Cosa si chiede:
#1 Elenca tutti i nomi geografici (isole, arcipelaghi, oceani) citati nel racconto della traversata.
#2 Trascrivi il passo del racconto della traversata che comincia con "Alle 8.25 tutto" e prosegue fino a "una bella emozione.".
#3 Nel racconto della traversata, a che ora viene lasciata Santa Maria?

Estratto della pagina:
──────────

Venerdì 28 luglio, di buon mattino, predisponiamo sul plotter la rotta per Madeira e confezioniamo con i documenti e altri piccoli effetti personali la grab bag, cioè la borsa stagna da portare sulla zattera di salvataggio in caso di abbandono nave.
Alle 8.25 tutto
è pronto: lasciamo Santa Maria e le Azzorre per riaffrontare l’Atlantico. Per
tutto il primo giorno un vento leggero sui 10-13 nodi, che viene da NW e
prendiamo al gran lasco, ci regala una velocità media sui 6-6,5 nodi. Nel secondo
e nel terzo giorno dobbiamo aiutare le vele col motore; a consolarci gli strepitosi
tramonti ma soprattutto, dopo un lungo periodo di pesca infruttuosa, la presa
di un bel tonnetto: lo prepariamo crudo, “alla ceviche”, per arricchire
l’aperitivo serale.
Alle prime luci dell’alba di lunedì 31 luglio, quarto ed ultimo giorno di navigazione, avvistiamo in lontananza Madeira; vedere terra dopo tanto mare è sempre una bella emozione.

──────────

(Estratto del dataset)

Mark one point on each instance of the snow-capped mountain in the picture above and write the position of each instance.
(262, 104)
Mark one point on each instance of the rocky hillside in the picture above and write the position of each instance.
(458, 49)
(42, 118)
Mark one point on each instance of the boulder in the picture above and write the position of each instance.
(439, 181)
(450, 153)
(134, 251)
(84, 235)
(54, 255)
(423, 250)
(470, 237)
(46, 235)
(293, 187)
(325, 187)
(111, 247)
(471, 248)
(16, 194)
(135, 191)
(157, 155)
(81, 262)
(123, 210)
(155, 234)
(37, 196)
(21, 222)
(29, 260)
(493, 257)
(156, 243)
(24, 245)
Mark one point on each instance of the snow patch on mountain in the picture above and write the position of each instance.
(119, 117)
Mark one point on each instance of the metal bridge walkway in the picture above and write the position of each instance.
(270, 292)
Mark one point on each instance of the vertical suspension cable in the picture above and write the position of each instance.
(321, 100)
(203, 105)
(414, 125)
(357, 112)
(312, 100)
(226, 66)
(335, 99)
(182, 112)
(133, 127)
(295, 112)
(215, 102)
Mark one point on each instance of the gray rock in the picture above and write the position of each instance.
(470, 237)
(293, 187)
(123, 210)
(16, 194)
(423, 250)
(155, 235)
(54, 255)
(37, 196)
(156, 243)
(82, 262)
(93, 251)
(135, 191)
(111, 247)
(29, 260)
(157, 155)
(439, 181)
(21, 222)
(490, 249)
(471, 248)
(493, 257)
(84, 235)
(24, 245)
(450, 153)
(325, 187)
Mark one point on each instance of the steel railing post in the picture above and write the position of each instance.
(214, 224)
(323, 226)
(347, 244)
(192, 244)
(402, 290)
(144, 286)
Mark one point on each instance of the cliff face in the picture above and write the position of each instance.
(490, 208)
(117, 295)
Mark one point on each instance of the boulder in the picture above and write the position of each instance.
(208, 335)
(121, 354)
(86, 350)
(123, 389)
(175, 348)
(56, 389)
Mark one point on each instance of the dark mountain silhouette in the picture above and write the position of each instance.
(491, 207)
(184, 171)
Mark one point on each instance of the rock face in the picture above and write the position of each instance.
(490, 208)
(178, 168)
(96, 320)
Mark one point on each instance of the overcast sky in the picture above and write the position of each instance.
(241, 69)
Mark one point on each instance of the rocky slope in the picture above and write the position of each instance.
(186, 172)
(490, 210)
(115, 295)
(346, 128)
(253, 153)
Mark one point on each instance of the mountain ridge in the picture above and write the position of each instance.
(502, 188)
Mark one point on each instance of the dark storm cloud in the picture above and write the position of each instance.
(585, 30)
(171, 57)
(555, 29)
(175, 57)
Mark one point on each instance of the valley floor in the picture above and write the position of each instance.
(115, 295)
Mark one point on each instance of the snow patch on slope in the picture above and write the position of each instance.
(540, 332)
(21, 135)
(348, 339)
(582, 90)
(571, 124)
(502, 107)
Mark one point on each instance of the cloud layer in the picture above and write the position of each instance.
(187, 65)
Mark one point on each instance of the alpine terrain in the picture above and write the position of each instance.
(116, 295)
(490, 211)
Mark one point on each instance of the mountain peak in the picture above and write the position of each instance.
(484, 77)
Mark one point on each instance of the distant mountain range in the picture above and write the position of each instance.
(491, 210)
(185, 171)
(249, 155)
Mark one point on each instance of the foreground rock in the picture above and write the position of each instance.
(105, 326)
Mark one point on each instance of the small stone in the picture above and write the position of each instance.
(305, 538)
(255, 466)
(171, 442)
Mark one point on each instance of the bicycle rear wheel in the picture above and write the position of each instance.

──────────

Risposte all esercizio:
#1 Madeira, Santa Maria, Azzorre, Atlantico

#2
Alle 8.25 tutto
è pronto: lasciamo Santa Maria e le Azzorre per riaffrontare l’Atlantico. Per
tutto il primo giorno un vento leggero sui 10-13 nodi, che viene da NW e
prendiamo al gran lasco, ci regala una velocità media sui 6-6,5 nodi. Nel secondo
e nel terzo giorno dobbiamo aiutare le vele col motore; a consolarci gli strepitosi
tramonti ma soprattutto, dopo un lungo periodo di pesca infruttuosa, la presa
di un bel tonnetto: lo prepariamo crudo, “alla ceviche”, per arricchire
l’aperitivo serale.
Alle prime luci dell’alba di lunedì 31 luglio, quarto ed ultimo giorno di navigazione, avvistiamo in lontananza Madeira; vedere terra dopo tanto mare è sempre una bella emozione.

#3 Alle 8.25.